**ЗАДАНИЯ**
1: Где состоялась дуэль, согласно отрывку о дуэли Гумилева?
2: Сосчитайте строки записей, в которых встречается слово «helmet», учитывая регистр букв. В ответе укажите только число.

**ФРАГМЕНТ СТРАНИЦЫ**
Дмитриева в своих воспоминаниях утверждала, что оскорбление было. «В понедельник ко мне пришел Гюнтер и сказал, что Н.С. на “Башне” говорил бог знает что обо мне. Я позвала Н.С. к Лидии Павловне Брюлловой, там же был и Гюнтер. Я спросила Н.С., говорил ли он это. Он повторил мне в лицо. Я вышла из комнаты».
Дуэль состоялась на Черной речке («Стрелялись… если не той самой парой пистолетов, которой стрелялся Пушкин, то во всяком случае современной ему», — вспоминал Волошин). Гумилев настаивал на самых жестких условиях, и секундантам едва удалось его отговорить.
«Он не шутил. Для него, конечно, изо всей этой путаницы, мистификации и лжи не было иного выхода, кроме смерти».
А они шутили и толком ничего не умели — ни зарядить старинные пистолеты, ни развести противников на нужное расстояние, ни грамотно себя вести. Пушкин или Лермонтов, увидя такое, только плюнули бы. Поэты были в начале ХХ века хорошие, но дуэлянты — никакие.

**ИСХОДНЫЕ ДАННЫЕ**

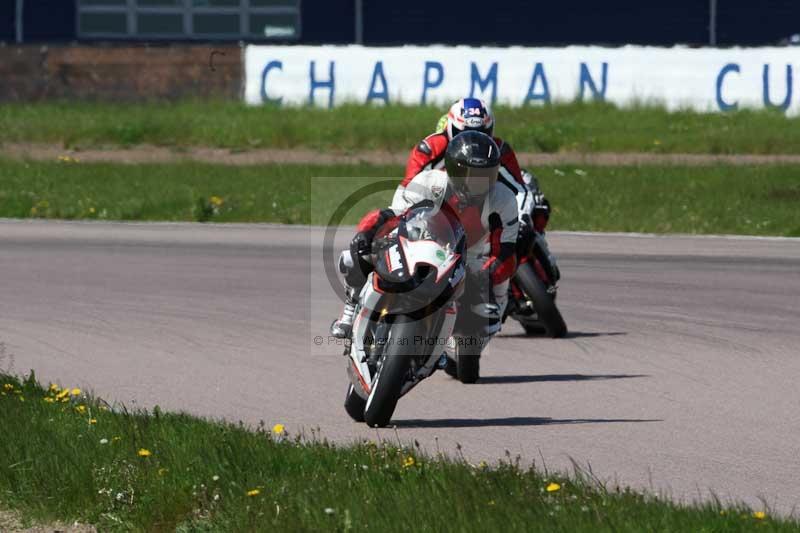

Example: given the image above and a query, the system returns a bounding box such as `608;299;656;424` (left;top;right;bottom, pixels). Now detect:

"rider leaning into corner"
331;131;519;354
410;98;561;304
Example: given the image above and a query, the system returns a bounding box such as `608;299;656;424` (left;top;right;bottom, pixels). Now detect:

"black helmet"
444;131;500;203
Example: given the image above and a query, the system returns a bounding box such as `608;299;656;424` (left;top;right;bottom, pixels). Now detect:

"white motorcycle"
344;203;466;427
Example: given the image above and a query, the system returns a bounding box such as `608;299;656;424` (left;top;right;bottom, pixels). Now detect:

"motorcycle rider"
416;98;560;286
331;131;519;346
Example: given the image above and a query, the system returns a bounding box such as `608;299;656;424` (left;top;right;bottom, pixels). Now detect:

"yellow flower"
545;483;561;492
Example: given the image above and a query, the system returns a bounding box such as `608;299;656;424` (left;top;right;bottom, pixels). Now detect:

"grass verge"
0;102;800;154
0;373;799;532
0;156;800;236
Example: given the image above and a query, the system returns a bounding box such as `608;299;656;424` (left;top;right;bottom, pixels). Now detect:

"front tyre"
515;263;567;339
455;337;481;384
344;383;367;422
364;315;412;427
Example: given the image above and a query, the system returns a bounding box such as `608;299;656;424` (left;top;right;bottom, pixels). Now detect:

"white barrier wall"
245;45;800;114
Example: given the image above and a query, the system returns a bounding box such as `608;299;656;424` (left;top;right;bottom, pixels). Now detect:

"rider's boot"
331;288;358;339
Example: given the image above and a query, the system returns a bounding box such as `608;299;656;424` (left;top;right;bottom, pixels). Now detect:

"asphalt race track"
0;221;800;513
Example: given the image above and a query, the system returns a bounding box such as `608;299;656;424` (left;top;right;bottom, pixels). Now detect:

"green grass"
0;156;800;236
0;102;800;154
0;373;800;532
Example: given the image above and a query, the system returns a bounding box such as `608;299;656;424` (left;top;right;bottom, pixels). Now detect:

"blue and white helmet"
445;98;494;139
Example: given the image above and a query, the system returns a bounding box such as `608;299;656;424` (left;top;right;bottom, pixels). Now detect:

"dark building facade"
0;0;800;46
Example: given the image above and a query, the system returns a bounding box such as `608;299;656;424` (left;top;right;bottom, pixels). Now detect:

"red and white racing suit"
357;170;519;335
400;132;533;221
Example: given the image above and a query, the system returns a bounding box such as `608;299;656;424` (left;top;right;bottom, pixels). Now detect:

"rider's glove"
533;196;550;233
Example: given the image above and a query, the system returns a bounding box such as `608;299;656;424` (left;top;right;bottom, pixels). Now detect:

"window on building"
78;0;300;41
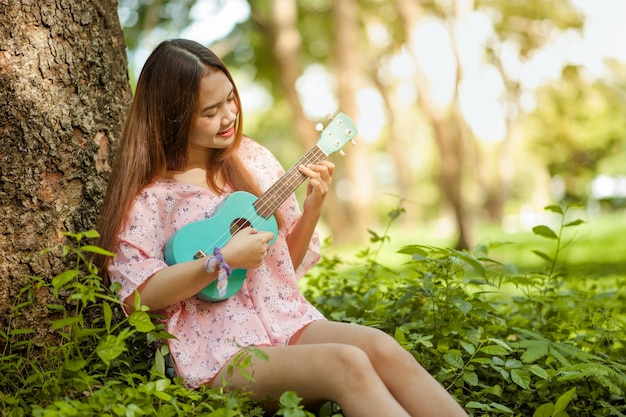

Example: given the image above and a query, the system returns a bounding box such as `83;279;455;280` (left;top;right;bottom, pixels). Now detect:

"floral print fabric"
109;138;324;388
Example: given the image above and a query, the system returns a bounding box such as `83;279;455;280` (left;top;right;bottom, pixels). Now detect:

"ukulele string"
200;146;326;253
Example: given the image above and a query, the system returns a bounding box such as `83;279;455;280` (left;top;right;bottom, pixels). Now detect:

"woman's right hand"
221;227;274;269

...

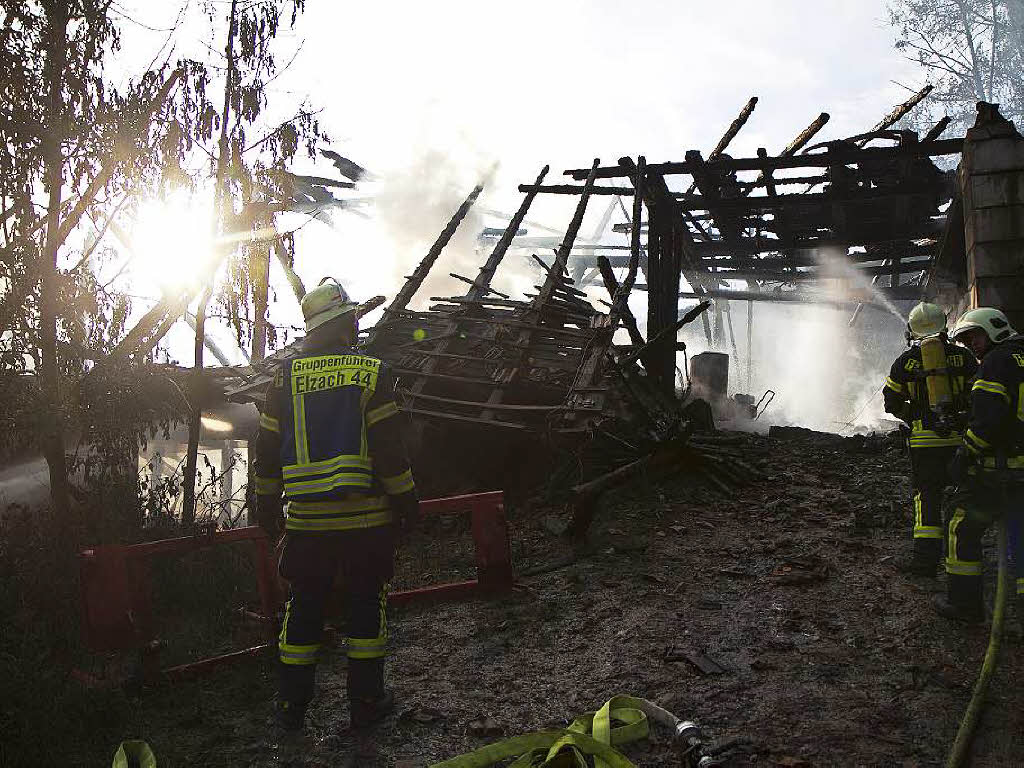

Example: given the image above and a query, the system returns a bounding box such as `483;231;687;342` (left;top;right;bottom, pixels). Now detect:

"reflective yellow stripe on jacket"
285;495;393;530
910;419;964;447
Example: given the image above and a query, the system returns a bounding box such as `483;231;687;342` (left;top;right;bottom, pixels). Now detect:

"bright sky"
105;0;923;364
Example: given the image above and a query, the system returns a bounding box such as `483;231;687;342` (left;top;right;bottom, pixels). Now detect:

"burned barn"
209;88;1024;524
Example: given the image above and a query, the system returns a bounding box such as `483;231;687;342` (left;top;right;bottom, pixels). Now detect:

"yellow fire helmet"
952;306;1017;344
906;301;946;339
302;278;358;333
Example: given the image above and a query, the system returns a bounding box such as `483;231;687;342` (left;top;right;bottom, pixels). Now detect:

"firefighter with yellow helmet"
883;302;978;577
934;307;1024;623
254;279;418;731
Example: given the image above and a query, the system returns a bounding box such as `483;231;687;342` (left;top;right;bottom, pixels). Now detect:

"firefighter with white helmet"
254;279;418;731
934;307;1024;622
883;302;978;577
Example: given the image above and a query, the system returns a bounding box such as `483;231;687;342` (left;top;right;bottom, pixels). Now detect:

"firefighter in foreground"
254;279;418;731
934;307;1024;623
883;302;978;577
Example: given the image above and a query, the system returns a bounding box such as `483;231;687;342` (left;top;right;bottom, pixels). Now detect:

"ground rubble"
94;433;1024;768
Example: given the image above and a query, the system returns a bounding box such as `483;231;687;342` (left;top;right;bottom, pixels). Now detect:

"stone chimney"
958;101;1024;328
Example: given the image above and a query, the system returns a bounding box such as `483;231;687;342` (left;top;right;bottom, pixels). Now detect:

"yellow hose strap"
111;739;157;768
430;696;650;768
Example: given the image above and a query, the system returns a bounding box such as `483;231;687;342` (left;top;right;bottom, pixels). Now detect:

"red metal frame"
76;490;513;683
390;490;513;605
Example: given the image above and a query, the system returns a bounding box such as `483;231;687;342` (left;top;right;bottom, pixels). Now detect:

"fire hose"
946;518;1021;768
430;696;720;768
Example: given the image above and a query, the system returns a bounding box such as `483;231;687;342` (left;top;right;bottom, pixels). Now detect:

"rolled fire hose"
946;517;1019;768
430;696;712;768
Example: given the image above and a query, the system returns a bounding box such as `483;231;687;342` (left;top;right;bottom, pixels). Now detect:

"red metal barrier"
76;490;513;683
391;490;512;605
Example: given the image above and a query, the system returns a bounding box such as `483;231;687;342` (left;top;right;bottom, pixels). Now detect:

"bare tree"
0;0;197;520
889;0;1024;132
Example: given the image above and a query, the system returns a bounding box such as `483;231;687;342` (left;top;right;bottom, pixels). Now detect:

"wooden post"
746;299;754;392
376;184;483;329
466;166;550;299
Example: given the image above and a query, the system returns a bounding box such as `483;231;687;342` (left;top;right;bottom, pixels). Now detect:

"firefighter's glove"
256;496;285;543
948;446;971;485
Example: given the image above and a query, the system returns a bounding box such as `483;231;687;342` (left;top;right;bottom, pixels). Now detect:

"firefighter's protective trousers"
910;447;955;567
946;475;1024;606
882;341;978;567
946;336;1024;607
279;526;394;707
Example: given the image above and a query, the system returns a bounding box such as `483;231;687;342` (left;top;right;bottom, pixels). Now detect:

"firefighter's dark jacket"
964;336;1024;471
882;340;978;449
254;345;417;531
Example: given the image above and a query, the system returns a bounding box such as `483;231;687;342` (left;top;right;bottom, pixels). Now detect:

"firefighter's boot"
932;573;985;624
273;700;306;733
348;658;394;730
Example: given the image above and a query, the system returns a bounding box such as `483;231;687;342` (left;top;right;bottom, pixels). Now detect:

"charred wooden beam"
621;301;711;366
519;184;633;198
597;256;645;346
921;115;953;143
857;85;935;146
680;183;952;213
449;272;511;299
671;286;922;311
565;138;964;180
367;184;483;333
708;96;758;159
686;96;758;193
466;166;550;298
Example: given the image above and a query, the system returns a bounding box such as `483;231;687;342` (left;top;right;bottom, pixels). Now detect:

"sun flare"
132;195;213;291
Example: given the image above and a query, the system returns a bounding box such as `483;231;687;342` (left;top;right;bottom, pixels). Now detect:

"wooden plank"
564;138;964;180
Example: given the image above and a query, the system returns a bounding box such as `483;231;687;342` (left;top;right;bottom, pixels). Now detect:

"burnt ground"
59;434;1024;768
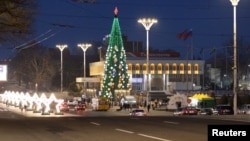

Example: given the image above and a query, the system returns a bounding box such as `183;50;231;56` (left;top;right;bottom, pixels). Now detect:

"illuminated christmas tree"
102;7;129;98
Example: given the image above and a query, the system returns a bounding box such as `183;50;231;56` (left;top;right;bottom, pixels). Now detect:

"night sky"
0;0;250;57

* * *

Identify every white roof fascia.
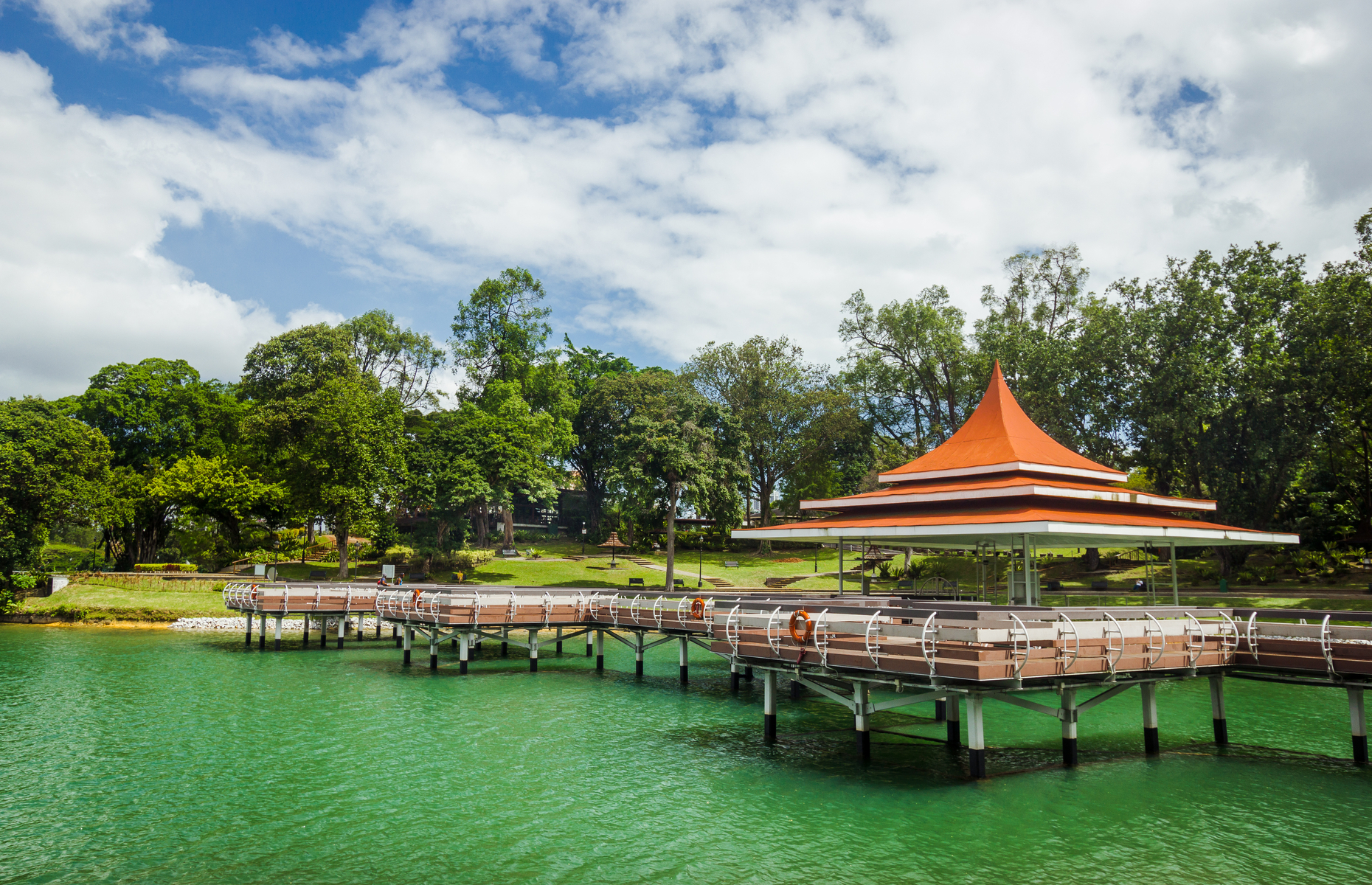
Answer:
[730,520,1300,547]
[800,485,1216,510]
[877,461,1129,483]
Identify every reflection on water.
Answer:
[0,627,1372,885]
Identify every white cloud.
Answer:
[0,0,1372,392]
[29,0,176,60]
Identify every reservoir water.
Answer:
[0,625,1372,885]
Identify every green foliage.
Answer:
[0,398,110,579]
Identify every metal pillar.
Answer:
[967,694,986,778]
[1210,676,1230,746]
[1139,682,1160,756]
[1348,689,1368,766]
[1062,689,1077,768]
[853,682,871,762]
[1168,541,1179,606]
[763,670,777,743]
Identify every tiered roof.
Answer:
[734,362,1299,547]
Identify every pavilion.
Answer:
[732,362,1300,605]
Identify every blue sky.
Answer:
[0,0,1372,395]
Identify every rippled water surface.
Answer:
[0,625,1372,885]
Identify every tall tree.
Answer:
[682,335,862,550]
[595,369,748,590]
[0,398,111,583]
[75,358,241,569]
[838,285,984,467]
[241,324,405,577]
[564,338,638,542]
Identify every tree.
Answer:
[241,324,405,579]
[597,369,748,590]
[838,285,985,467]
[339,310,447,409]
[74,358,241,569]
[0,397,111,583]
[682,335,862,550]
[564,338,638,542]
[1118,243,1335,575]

**ОТВЕТЫ ПО ПОРЯДКУ**
1: На Черной речке.

2: 5